The maintenance of this O2 homeostasis requires O2 sensing and signalling pathways resulting in an adequate answer of the tissues/cells on variations in O2 tension. This is accomplished e. g. by the use of cGMP signalling through soluble guanylate cyclases (sGCs: αβ dimer) who are able to bind O2 through their PAS domain associated heme group (β subunit) and thus functioning as an O2 sensor. Different sets of sGCs are expressed by sensory neurons able to sense the variation in O2 concentration in the perienteric fluid. URX and BAG neurons detect respectively increasing and decreasing O2 concentrations and activate the sGCs gcy35/36 (URX) and gcy31/36 (BAG). The activation of these signalling pathways results in O2 depending social (aggregation) and feeding behaviour [10]–[16].
Globin-like molecules are other hemeproteins, in parallel to the sGCs/cGMP signalling pathways, that are involved in the sensing or metabolism of O2 and other small gaseous molecules (CO/NO). Extensive in silico screening of the C. elegans genome revealed at least 33 candidate globin molecules, all having orthologues in the closely related species C. brigsiae and C. remanei. These globin-like molecules show wide diversity in gene structure and amino acid sequence, suggesting a long evolutionary history. At the gene level, the number of introns (1–5) and their insertion positions (# 70) are very variable, in strong contrast with the conserved intron/exon pattern of vertebrate globin genes (2 introns; B12.2 and G7.0) [17]. At the protein level, their globin domains all display the invariant F8His whereas other determinants of the globin fold [18] are slightly relaxed. Additionally, GH interhelical and N- and C-terminal extensions frequently occur (see for instance a sequence alignment) [19] except for the globin sequence of GLB-1 (expressed from the Caenorhabditis elegans gene ZK637.13) which exhibits a similar size compared to that of a myoglobin (Mb). Nevertheless, significant sequence similarity with vertebrate α,β globin chains, Mb, Ngb and Cygb can be detected [19]–[24].

__Raw data__:
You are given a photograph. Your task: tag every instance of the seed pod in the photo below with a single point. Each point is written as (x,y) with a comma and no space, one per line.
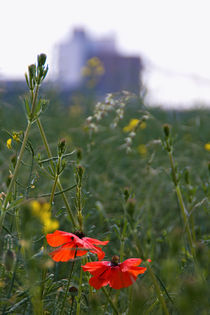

__Set of tasks__:
1. Answer these about the passage on oxygen sensing and globins in C. elegans:
(a) Which neurons detect decreasing O2 concentrations, and which sGCs do they activate?
(b) How many candidate globin molecules did the in silico screening of the C. elegans genome reveal?
(c) Which globin sequence is similar in size to myoglobin, and from which gene is it expressed?
2. Resume the passage on oxygen sensing and globins in C. elegans after its final sentence, and carry it forward.

__Answers per task__:
1.
(a) BAG neurons, which activate gcy31/36.
(b) At least 33.
(c) GLB-1, expressed from the gene ZK637.13.

2.
To date, 4 globins (GLB-1, GLB-26, GLB-6 and GLB-5 expressed respectively from gene C18C4.9 and C18C4.1) have been expressed in E. coli to characterize more precisely their functional properties. The crystallographic structure of two of them (GLB-1 and GLB-6) was solved [25]–[26]. GLB-1 is a high spin, pentacoordinated (HisF8-Fe) protein displaying an overall globin fold with an open heme pocket binding O2 reversibly. The structure is comparable with domain one of Ascaris suum perienteric fluid haemoglobin allowing reversible oxygen binding to the heme iron atom with a high affinity due to the stabilisation of the bound ligand by an additional hydrogen bond from B10Tyr. The protein is located in a small subset of neuronal cells and in the head muscular tissue and it is suggested that it regulates facilitated diffusion in these cells [25].
The globin domain of GLB-6 is unable to bind gaseous ligands to the hexacoordinated heme iron atom due to a reduced flexibility of the E-helix caused by e.g. the absence of a D-helix and an elongation of the E-helix shifting the distal residue to the E11 position [26]. GLB-6 is expressed in the RMG hub interneuron [15] and it is assumed that it serves a role as redox sensor that responds to oxidative stress, either directly or indirectly by the change in O2 concentration.
Foraging behaviour based on differences in O2 concentration is mediated by the neuropeptide receptor npr-1 in combination with GLB-5. The latter is a hexacoordinated protein expressed in the sensory endings of URX, AQR and PQR where also NPR-1 and the subunits GCY-35 and GCY-36 of soluble guanylate cyclases, acting as oxygen sensors, are produced [7], [8], [10], [13]. The change in cGMP concentration results in the depolarisation of these neurons by cGMP-mediated gating of an ion channel that contains the TAX-4 subunit. The mechanism of regulation by GLB-5 is unknown.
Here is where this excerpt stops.